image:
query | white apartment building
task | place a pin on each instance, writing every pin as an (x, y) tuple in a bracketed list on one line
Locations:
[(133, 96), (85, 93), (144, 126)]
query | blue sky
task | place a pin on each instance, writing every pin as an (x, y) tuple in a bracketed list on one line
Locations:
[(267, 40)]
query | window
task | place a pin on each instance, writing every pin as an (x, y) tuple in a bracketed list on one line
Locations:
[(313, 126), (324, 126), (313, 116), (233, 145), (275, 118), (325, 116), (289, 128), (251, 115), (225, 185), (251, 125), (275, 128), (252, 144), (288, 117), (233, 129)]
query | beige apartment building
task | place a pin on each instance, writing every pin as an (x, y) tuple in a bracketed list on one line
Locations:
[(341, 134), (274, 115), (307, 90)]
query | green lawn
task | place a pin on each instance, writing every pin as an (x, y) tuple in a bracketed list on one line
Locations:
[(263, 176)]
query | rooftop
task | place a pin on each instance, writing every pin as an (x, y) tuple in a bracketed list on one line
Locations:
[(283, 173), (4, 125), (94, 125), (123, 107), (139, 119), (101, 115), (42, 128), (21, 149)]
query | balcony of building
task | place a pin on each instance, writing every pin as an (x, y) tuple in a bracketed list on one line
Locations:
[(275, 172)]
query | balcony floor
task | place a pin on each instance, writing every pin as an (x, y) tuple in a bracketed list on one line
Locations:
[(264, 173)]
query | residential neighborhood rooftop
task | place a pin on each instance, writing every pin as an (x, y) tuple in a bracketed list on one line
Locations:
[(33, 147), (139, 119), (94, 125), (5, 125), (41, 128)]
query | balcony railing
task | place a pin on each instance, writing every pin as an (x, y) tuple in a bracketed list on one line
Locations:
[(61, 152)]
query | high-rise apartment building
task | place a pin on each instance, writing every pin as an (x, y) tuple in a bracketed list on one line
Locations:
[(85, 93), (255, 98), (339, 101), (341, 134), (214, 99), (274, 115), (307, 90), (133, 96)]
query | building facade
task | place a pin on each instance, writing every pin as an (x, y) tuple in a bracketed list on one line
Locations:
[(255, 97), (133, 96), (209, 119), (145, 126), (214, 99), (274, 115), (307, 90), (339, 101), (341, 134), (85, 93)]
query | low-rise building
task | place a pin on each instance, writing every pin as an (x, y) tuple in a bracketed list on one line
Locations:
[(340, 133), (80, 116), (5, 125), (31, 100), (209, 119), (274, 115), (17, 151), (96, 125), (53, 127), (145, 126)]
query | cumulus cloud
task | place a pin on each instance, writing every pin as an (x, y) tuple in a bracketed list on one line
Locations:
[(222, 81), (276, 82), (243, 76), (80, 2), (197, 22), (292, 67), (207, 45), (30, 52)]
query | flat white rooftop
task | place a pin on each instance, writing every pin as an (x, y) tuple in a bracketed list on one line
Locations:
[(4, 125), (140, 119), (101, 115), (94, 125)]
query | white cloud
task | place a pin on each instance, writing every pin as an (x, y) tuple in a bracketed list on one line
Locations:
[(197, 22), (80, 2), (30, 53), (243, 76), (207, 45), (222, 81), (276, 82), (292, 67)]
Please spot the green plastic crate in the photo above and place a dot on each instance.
● ● ● ● ● ● ●
Scan the material above. Copy each line that holds the word "white".

query | white apartment building
query | flat white rooftop
query | white cloud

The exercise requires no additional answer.